# Homemade vertical jig assist hooks



## Private Pilot (Oct 3, 2007)

Just made these today. Made them out of 200lb powerpro, split rings, and heat shrink wrap. One completed hook was about .75 cents.


----------



## true-king (Oct 2, 2007)

Sweet. I was wondering what we were gonna use when you get that flutter jig mold. I might try it with some dacron.


----------



## true-king (Oct 2, 2007)

What knots in the braid did you use?


----------



## Private Pilot (Oct 3, 2007)

Loop knot and pulled the hook through.


----------



## true-king (Oct 2, 2007)

Nice! I just looked it up on google and figured it out. Where did you get the shrink wrap?


----------



## Private Pilot (Oct 3, 2007)

Wally World or Lowe's. Electrical section


----------



## true-king (Oct 2, 2007)

I'm gonna try making some soon.


----------



## jawbreaker (Sep 29, 2008)

By experiancs what hook works best for everyone?? (circle / or "J")


----------



## true-king (Oct 2, 2007)

J


----------



## lobsterman (Sep 30, 2007)

> *true-king (1/18/2009)*What knots in the braid did you use?


You can buy a roll of the same kevlar that the store bought ones are made with, and it isn't that expensive.


----------



## Xanadu (Oct 1, 2007)

> Available records:
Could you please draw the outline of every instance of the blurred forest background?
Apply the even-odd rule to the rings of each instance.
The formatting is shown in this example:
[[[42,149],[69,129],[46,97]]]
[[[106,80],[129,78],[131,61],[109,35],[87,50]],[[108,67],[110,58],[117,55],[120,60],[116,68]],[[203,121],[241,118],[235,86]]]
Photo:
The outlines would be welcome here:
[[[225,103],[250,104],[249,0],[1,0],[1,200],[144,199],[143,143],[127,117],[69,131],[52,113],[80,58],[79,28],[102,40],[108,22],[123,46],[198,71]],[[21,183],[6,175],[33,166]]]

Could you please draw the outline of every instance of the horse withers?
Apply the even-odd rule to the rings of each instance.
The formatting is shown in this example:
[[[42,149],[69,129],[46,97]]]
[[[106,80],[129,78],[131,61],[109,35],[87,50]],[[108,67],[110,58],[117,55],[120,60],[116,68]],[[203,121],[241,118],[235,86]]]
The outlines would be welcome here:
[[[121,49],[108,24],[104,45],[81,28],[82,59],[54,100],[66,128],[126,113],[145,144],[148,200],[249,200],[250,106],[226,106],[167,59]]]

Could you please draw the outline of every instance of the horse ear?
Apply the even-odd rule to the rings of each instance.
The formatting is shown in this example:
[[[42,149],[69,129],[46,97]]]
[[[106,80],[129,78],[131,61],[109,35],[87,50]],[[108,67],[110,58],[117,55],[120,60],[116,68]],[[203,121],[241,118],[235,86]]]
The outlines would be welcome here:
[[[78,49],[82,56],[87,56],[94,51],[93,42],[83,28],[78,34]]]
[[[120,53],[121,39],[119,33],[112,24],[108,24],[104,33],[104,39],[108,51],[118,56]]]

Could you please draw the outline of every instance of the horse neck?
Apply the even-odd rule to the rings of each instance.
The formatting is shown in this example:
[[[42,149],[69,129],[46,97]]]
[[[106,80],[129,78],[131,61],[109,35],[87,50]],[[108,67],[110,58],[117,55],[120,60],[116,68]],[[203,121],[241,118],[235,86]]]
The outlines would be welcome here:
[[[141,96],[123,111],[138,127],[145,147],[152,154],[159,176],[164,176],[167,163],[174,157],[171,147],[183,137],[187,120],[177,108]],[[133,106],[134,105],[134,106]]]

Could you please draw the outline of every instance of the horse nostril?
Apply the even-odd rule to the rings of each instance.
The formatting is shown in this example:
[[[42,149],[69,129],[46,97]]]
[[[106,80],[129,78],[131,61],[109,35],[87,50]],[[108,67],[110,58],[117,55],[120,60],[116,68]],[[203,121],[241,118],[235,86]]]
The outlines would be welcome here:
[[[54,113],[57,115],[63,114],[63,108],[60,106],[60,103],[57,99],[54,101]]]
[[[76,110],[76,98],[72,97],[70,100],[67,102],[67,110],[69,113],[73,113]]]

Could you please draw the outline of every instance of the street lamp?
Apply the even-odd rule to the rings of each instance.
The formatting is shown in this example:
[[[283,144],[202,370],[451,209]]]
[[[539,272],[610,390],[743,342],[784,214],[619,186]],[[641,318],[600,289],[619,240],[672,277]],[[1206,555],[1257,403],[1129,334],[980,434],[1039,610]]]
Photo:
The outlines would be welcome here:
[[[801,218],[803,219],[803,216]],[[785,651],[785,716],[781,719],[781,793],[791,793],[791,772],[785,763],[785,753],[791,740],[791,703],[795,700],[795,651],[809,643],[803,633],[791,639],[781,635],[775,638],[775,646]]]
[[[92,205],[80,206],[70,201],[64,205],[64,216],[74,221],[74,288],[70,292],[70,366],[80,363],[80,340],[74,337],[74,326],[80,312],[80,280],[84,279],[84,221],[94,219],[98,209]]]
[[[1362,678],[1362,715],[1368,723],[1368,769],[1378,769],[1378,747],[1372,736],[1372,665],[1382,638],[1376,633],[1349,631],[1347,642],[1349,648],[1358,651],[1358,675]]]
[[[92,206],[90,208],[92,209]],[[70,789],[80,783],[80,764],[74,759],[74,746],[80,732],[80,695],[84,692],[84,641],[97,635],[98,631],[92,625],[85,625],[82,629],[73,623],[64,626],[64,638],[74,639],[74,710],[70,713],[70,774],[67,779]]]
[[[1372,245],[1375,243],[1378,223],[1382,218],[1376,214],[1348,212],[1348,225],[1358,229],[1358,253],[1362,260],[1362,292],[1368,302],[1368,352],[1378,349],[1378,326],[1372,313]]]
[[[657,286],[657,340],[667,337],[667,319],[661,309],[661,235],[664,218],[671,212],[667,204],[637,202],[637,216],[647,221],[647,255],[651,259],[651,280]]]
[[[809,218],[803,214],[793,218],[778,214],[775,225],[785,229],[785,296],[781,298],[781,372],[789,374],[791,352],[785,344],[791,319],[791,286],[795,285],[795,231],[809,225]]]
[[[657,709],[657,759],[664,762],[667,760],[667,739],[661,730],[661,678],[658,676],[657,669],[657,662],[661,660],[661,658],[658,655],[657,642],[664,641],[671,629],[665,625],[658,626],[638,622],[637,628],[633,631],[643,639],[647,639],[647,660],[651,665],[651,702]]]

> Goal A:
For each statement about the forum thread on homemade jig assist hooks, answer yes or no and quote the thread's deciding words: (i) Private Pilot made the hooks from 200lb powerpro, split rings, and heat shrink wrap; (ii) the shrink wrap came from the plumbing section; (iii) true-king answered "circle" to the question of which hook works best.
> Goal B:
Select every line of the listing that contains the word "horse". Case counts.
The forum thread and the listing have nothing to do with each other.

> Task answer A:
(i) Yes: "Made them out of 200lb powerpro, split rings, and heat shrink wrap."
(ii) No: "Wally World or Lowe's. Electrical section"
(iii) No: "J"

> Task answer B:
Could you please draw the outline of every instance of the horse withers?
Could you please draw the outline of every instance of the horse ear?
Could you please draw the outline of every instance of the horse neck?
Could you please draw the outline of every instance of the horse nostril?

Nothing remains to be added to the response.